#### Exercise materials ####
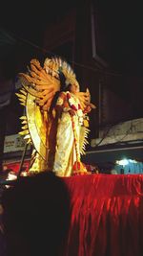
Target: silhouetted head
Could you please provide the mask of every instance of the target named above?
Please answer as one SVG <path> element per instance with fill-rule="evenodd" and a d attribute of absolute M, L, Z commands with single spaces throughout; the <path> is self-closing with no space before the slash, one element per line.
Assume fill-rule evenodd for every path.
<path fill-rule="evenodd" d="M 67 241 L 70 198 L 52 173 L 20 177 L 2 198 L 9 256 L 56 256 Z"/>

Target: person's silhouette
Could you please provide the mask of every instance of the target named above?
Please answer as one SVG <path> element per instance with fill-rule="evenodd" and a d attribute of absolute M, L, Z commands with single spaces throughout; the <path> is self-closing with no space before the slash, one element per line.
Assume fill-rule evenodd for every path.
<path fill-rule="evenodd" d="M 70 197 L 53 173 L 20 177 L 3 193 L 8 256 L 62 255 L 70 221 Z"/>

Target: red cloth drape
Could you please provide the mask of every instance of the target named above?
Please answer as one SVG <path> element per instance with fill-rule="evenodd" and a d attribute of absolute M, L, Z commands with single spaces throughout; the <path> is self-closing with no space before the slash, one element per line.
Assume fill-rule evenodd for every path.
<path fill-rule="evenodd" d="M 64 256 L 143 255 L 143 175 L 64 177 L 71 224 Z"/>

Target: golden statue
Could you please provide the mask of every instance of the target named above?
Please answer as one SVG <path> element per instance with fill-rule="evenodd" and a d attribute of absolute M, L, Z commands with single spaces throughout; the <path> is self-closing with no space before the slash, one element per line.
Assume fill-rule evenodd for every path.
<path fill-rule="evenodd" d="M 26 108 L 22 131 L 33 146 L 28 175 L 52 171 L 60 176 L 87 173 L 80 161 L 88 143 L 89 89 L 80 92 L 72 67 L 60 58 L 47 58 L 43 67 L 31 60 L 28 73 L 19 74 L 23 88 L 17 93 Z"/>

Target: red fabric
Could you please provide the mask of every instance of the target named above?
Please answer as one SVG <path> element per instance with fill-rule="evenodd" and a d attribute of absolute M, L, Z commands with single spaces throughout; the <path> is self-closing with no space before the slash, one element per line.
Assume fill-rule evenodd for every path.
<path fill-rule="evenodd" d="M 64 256 L 143 255 L 143 175 L 64 177 L 71 225 Z"/>

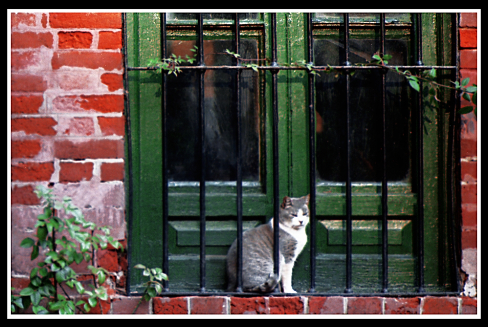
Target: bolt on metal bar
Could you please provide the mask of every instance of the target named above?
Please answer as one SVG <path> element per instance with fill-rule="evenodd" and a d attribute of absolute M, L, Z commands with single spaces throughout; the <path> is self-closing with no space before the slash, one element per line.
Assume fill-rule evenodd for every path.
<path fill-rule="evenodd" d="M 197 14 L 198 23 L 197 34 L 198 36 L 198 61 L 199 66 L 204 65 L 203 62 L 203 26 L 202 14 Z M 200 124 L 199 135 L 200 136 L 200 292 L 205 292 L 205 94 L 204 81 L 205 70 L 202 69 L 199 72 L 198 93 L 199 96 L 199 117 Z"/>
<path fill-rule="evenodd" d="M 312 14 L 306 14 L 307 20 L 307 61 L 313 64 L 313 35 Z M 315 77 L 312 71 L 308 72 L 308 153 L 310 171 L 310 199 L 308 202 L 308 215 L 310 217 L 310 289 L 315 291 L 315 208 L 316 178 L 315 177 Z"/>
<path fill-rule="evenodd" d="M 126 285 L 126 291 L 127 294 L 130 294 L 131 281 L 132 276 L 132 267 L 130 264 L 132 262 L 132 219 L 133 214 L 133 182 L 132 182 L 132 136 L 131 130 L 130 123 L 130 106 L 129 102 L 129 70 L 127 69 L 129 65 L 127 62 L 127 13 L 122 13 L 122 38 L 123 40 L 123 46 L 122 51 L 123 51 L 123 63 L 124 63 L 124 101 L 125 105 L 125 124 L 127 126 L 127 168 L 128 170 L 129 184 L 128 190 L 128 208 L 127 210 L 127 260 L 129 265 L 127 267 L 127 283 Z"/>
<path fill-rule="evenodd" d="M 271 14 L 271 65 L 277 66 L 276 60 L 276 14 Z M 278 171 L 278 72 L 273 70 L 271 73 L 272 102 L 273 103 L 273 260 L 274 273 L 280 275 L 280 175 Z M 275 290 L 277 291 L 278 287 Z"/>
<path fill-rule="evenodd" d="M 415 37 L 416 40 L 416 63 L 422 65 L 422 15 L 416 14 L 415 22 Z M 421 91 L 423 89 L 422 81 L 419 81 Z M 417 235 L 418 235 L 418 283 L 419 292 L 424 290 L 424 102 L 421 93 L 417 95 Z"/>
<path fill-rule="evenodd" d="M 349 66 L 349 14 L 344 14 L 344 50 L 346 61 L 344 64 Z M 346 135 L 347 136 L 347 177 L 346 182 L 346 293 L 352 292 L 352 206 L 351 188 L 351 131 L 349 115 L 349 93 L 350 75 L 346 75 Z"/>
<path fill-rule="evenodd" d="M 160 14 L 161 22 L 161 59 L 164 59 L 167 56 L 167 46 L 166 38 L 166 13 Z M 166 99 L 166 79 L 167 75 L 165 73 L 161 74 L 161 129 L 162 135 L 163 148 L 163 272 L 168 274 L 169 263 L 168 262 L 169 252 L 168 250 L 168 153 L 167 153 L 167 106 Z M 168 281 L 163 281 L 163 288 L 165 292 L 169 291 Z"/>
<path fill-rule="evenodd" d="M 235 53 L 239 53 L 240 30 L 239 19 L 237 13 L 234 14 L 234 21 L 235 29 Z M 235 58 L 236 63 L 239 65 L 239 60 Z M 240 79 L 241 70 L 236 71 L 236 104 L 237 122 L 236 135 L 237 144 L 237 175 L 236 181 L 236 208 L 237 214 L 237 289 L 238 292 L 242 291 L 242 272 L 243 272 L 243 174 L 242 174 L 242 121 L 241 108 L 241 86 Z"/>
<path fill-rule="evenodd" d="M 380 14 L 380 44 L 381 55 L 385 55 L 385 14 Z M 381 106 L 383 127 L 382 134 L 383 176 L 381 182 L 381 204 L 383 220 L 382 221 L 382 254 L 383 255 L 383 293 L 388 292 L 388 184 L 386 180 L 386 71 L 383 70 L 381 74 Z"/>

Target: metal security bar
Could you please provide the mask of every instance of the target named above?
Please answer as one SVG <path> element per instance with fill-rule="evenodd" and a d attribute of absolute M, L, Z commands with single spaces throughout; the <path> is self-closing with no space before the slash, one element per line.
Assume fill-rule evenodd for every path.
<path fill-rule="evenodd" d="M 459 18 L 457 14 L 453 14 L 454 17 L 453 19 L 453 34 L 455 35 L 454 39 L 455 41 L 453 42 L 453 60 L 456 62 L 456 65 L 454 66 L 426 66 L 422 61 L 422 22 L 421 16 L 420 14 L 417 14 L 414 16 L 414 34 L 416 43 L 415 55 L 416 55 L 416 65 L 405 65 L 397 66 L 401 69 L 409 69 L 411 70 L 417 70 L 418 71 L 426 69 L 431 69 L 433 68 L 437 69 L 447 70 L 453 71 L 455 75 L 456 80 L 459 77 L 459 54 L 457 51 L 457 46 L 458 44 L 458 20 Z M 354 293 L 352 290 L 352 190 L 351 190 L 351 167 L 350 167 L 350 123 L 349 119 L 349 94 L 350 92 L 350 75 L 349 73 L 355 70 L 361 69 L 380 69 L 383 73 L 381 79 L 382 91 L 381 94 L 381 107 L 379 110 L 381 110 L 382 113 L 382 142 L 379 146 L 381 147 L 382 151 L 382 166 L 383 172 L 381 183 L 381 202 L 382 202 L 382 217 L 381 224 L 382 227 L 382 287 L 381 292 L 382 296 L 397 296 L 402 295 L 405 296 L 414 296 L 426 295 L 425 291 L 425 285 L 424 280 L 424 195 L 423 195 L 423 129 L 422 125 L 423 113 L 422 108 L 423 103 L 422 102 L 422 97 L 418 96 L 417 102 L 417 114 L 415 116 L 415 122 L 416 123 L 416 165 L 417 173 L 417 179 L 416 182 L 417 191 L 417 283 L 418 290 L 414 293 L 396 293 L 388 292 L 388 230 L 387 230 L 387 221 L 388 216 L 388 205 L 387 205 L 387 184 L 386 179 L 386 135 L 385 131 L 386 129 L 386 116 L 387 115 L 386 103 L 385 100 L 386 95 L 386 69 L 381 67 L 377 66 L 355 66 L 352 65 L 349 61 L 349 15 L 344 14 L 344 44 L 345 48 L 345 61 L 342 65 L 336 66 L 312 66 L 313 68 L 325 69 L 327 67 L 331 67 L 333 69 L 345 71 L 346 75 L 346 126 L 347 137 L 347 174 L 346 183 L 346 213 L 345 220 L 346 222 L 346 278 L 345 289 L 344 293 L 318 293 L 315 289 L 315 277 L 316 277 L 316 176 L 315 173 L 316 164 L 316 153 L 315 148 L 315 77 L 312 73 L 312 71 L 310 69 L 304 68 L 302 66 L 280 66 L 278 64 L 277 61 L 277 47 L 276 45 L 276 14 L 271 14 L 271 63 L 270 66 L 260 66 L 257 69 L 264 71 L 269 71 L 271 74 L 271 95 L 272 95 L 272 159 L 273 159 L 273 224 L 274 226 L 279 225 L 279 213 L 280 199 L 279 195 L 279 174 L 278 170 L 278 81 L 277 74 L 281 70 L 307 70 L 308 73 L 308 132 L 309 132 L 309 182 L 310 182 L 310 202 L 309 206 L 309 216 L 310 223 L 310 238 L 309 240 L 310 246 L 310 288 L 308 292 L 302 293 L 307 295 L 321 296 L 326 295 L 347 295 L 347 296 L 377 296 L 378 293 Z M 241 98 L 242 95 L 240 92 L 240 78 L 242 70 L 245 69 L 242 66 L 239 64 L 237 58 L 235 59 L 234 65 L 222 65 L 222 66 L 205 66 L 204 63 L 203 57 L 203 19 L 201 14 L 197 14 L 197 24 L 196 26 L 197 35 L 197 44 L 198 47 L 197 62 L 196 66 L 181 66 L 180 68 L 182 70 L 196 70 L 198 73 L 199 84 L 198 91 L 199 95 L 199 144 L 197 147 L 197 151 L 199 151 L 199 157 L 200 163 L 200 289 L 198 292 L 172 292 L 168 287 L 167 282 L 165 281 L 163 284 L 163 291 L 164 296 L 181 296 L 182 294 L 186 295 L 214 295 L 215 292 L 209 292 L 205 289 L 205 115 L 204 115 L 204 77 L 205 71 L 208 70 L 220 70 L 225 69 L 233 70 L 236 72 L 235 81 L 235 92 L 236 95 L 237 102 L 236 103 L 236 114 L 237 114 L 237 129 L 236 129 L 236 143 L 237 149 L 237 181 L 236 181 L 236 214 L 237 222 L 237 289 L 235 292 L 219 292 L 219 294 L 228 294 L 234 295 L 240 295 L 243 296 L 255 296 L 257 295 L 261 295 L 259 293 L 243 293 L 242 292 L 242 234 L 243 234 L 243 190 L 242 190 L 242 119 L 241 105 Z M 312 24 L 312 15 L 308 13 L 306 15 L 306 40 L 307 40 L 307 61 L 310 64 L 313 65 L 313 26 Z M 236 54 L 239 53 L 240 44 L 240 32 L 239 19 L 237 14 L 233 15 L 234 27 L 233 33 L 234 36 L 234 50 Z M 160 14 L 160 21 L 161 22 L 161 55 L 162 59 L 167 58 L 167 45 L 166 45 L 166 14 L 162 13 Z M 131 226 L 132 219 L 133 215 L 132 206 L 132 165 L 131 160 L 132 153 L 132 136 L 131 133 L 131 121 L 130 121 L 130 111 L 129 105 L 129 93 L 127 91 L 127 81 L 128 81 L 128 73 L 130 71 L 144 71 L 153 70 L 156 68 L 153 67 L 129 67 L 127 64 L 127 33 L 126 33 L 126 14 L 122 15 L 122 29 L 123 37 L 124 39 L 123 54 L 124 57 L 124 85 L 125 85 L 125 101 L 126 104 L 125 117 L 127 120 L 127 137 L 128 148 L 128 246 L 131 246 Z M 380 52 L 382 55 L 385 54 L 385 17 L 384 14 L 380 15 Z M 167 178 L 167 103 L 166 103 L 166 80 L 167 76 L 165 73 L 162 74 L 162 135 L 163 136 L 163 143 L 162 153 L 163 156 L 163 199 L 162 203 L 163 206 L 163 272 L 166 274 L 169 273 L 168 264 L 168 178 Z M 420 83 L 421 90 L 422 89 L 422 83 Z M 454 99 L 453 99 L 456 105 L 454 108 L 452 108 L 452 111 L 449 115 L 449 124 L 448 137 L 447 156 L 448 167 L 449 173 L 447 174 L 447 201 L 448 210 L 449 213 L 449 219 L 450 223 L 451 233 L 449 234 L 450 238 L 450 244 L 449 247 L 449 253 L 453 263 L 452 268 L 452 278 L 453 284 L 456 286 L 456 291 L 454 292 L 430 292 L 430 295 L 447 295 L 458 294 L 460 289 L 459 286 L 459 271 L 457 268 L 457 253 L 458 249 L 456 248 L 456 235 L 454 230 L 455 225 L 455 217 L 458 214 L 459 204 L 456 203 L 456 199 L 459 197 L 456 197 L 455 192 L 459 192 L 459 190 L 453 189 L 454 181 L 459 180 L 459 148 L 457 147 L 459 145 L 459 142 L 456 142 L 456 136 L 459 134 L 459 117 L 457 119 L 455 117 L 454 113 L 456 112 L 456 108 L 459 107 L 460 97 L 459 94 L 455 94 Z M 456 165 L 453 167 L 452 165 Z M 274 272 L 278 274 L 279 272 L 279 228 L 274 228 L 274 249 L 273 258 L 274 260 Z M 128 251 L 128 261 L 131 263 L 131 252 Z M 127 282 L 127 294 L 130 294 L 130 272 L 131 267 L 129 264 L 128 267 L 128 274 L 129 281 Z M 274 296 L 284 296 L 286 295 L 283 293 L 276 292 L 277 289 L 275 290 L 275 292 L 273 293 Z"/>

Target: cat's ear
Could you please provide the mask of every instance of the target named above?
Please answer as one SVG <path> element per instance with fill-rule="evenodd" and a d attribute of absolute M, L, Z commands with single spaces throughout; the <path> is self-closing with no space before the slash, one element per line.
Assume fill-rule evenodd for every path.
<path fill-rule="evenodd" d="M 289 206 L 291 206 L 291 199 L 289 197 L 285 196 L 283 198 L 283 202 L 281 204 L 282 209 L 286 209 Z"/>

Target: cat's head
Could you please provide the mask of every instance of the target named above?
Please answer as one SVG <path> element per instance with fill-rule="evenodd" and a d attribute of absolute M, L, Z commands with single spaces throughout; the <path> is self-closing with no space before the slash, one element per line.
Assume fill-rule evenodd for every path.
<path fill-rule="evenodd" d="M 294 229 L 305 228 L 308 224 L 310 194 L 301 198 L 285 196 L 280 206 L 280 223 Z"/>

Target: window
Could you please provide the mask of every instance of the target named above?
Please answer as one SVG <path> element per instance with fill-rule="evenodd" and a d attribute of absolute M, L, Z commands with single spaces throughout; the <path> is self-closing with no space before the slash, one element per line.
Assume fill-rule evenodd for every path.
<path fill-rule="evenodd" d="M 269 65 L 272 57 L 271 15 L 240 14 L 239 54 L 245 62 Z M 203 62 L 207 67 L 235 65 L 225 53 L 235 47 L 232 14 L 203 16 Z M 307 15 L 276 15 L 277 61 L 292 64 L 306 59 Z M 425 65 L 448 66 L 453 15 L 422 14 L 422 56 Z M 345 49 L 344 15 L 312 15 L 314 63 L 339 66 L 346 61 L 366 62 L 380 46 L 379 14 L 349 16 L 349 51 Z M 417 46 L 416 15 L 386 16 L 386 53 L 389 64 L 413 65 Z M 198 43 L 196 14 L 171 14 L 162 32 L 159 14 L 126 15 L 127 64 L 142 67 L 161 58 L 162 35 L 166 53 L 182 58 L 193 55 Z M 234 26 L 234 27 L 233 27 Z M 266 59 L 268 61 L 266 61 Z M 168 287 L 172 292 L 200 289 L 200 164 L 198 156 L 200 73 L 188 67 L 177 77 L 166 78 L 153 70 L 131 68 L 127 84 L 130 107 L 128 158 L 132 185 L 127 190 L 132 206 L 129 266 L 141 263 L 163 266 L 163 157 L 162 99 L 165 85 L 168 180 Z M 277 73 L 278 153 L 279 197 L 302 196 L 310 190 L 308 74 L 282 65 Z M 451 67 L 452 68 L 452 67 Z M 343 293 L 346 283 L 346 122 L 344 108 L 349 83 L 350 108 L 352 291 L 372 293 L 382 289 L 382 176 L 383 171 L 379 69 L 352 70 L 346 74 L 319 71 L 313 88 L 316 120 L 316 224 L 315 226 L 315 290 Z M 243 69 L 236 83 L 236 69 L 207 68 L 204 85 L 205 181 L 205 290 L 226 288 L 225 257 L 236 235 L 236 88 L 242 115 L 243 226 L 245 230 L 267 222 L 273 214 L 271 74 L 269 70 Z M 338 68 L 336 72 L 344 71 Z M 452 70 L 439 70 L 440 79 Z M 445 291 L 452 287 L 453 265 L 449 245 L 447 183 L 449 115 L 444 108 L 424 105 L 423 175 L 415 124 L 417 94 L 394 72 L 385 76 L 386 179 L 388 181 L 388 289 L 397 292 L 419 289 L 417 268 L 419 235 L 426 290 Z M 451 95 L 440 95 L 448 100 Z M 421 169 L 422 170 L 422 169 Z M 421 177 L 421 176 L 423 177 Z M 423 182 L 424 231 L 419 232 L 416 181 Z M 309 230 L 310 228 L 307 227 Z M 294 288 L 310 287 L 310 238 L 293 272 Z M 129 270 L 130 271 L 130 270 Z M 140 291 L 139 272 L 130 272 L 131 292 Z"/>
####
Given exercise – Write out the lines of the entries from the one containing "Target: red cloth drape" through the one containing "26 108 L 22". Substitute "gilded statue" for "golden statue" and change nothing else.

Task output –
Target: red cloth drape
Could you please provide the mask of every instance of the target named above?
Please answer as one SVG <path> element per instance with fill-rule="evenodd" and a d attribute of absolute M, L, Z commands with single spaces throughout; the <path> is self-closing with no space before the slash, one element per line.
Assume fill-rule evenodd for every path.
<path fill-rule="evenodd" d="M 64 256 L 143 255 L 143 175 L 64 177 L 71 224 Z"/>

Target: gilded statue
Could you please provide the mask of every instance of the target named above?
Please answer as one SVG <path> element per instance with fill-rule="evenodd" and a d attribute of absolute M, L, Z commands with single spaces throughout; the <path> is self-closing with no space before the slash, one element per line.
Assume fill-rule evenodd for every path.
<path fill-rule="evenodd" d="M 26 108 L 22 131 L 33 146 L 28 175 L 52 171 L 60 176 L 87 173 L 80 161 L 88 143 L 89 89 L 80 92 L 72 67 L 60 58 L 47 58 L 43 67 L 31 60 L 28 73 L 19 74 L 23 88 L 17 93 Z"/>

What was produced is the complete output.